## Short problem
Copy every line of the rows below word for word, omitting the pictures.

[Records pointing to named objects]
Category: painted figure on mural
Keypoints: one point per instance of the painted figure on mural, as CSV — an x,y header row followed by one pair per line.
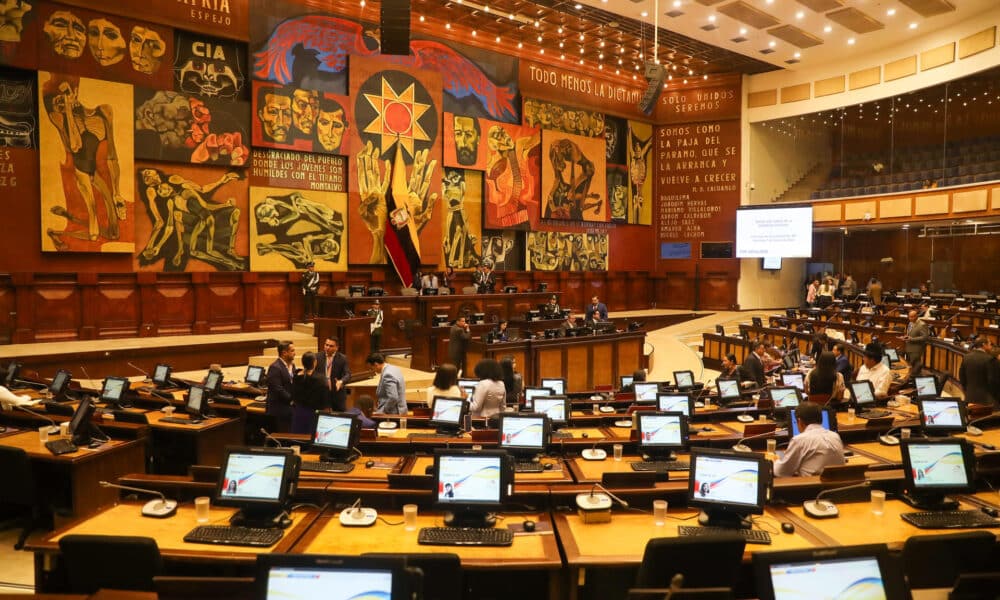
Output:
x,y
83,131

## Exercise solution
Category: painted figure on mural
Keypoints: one point per instance of the painted figure on mural, as CSV — an x,y header row followed by one pair per line.
Output:
x,y
83,131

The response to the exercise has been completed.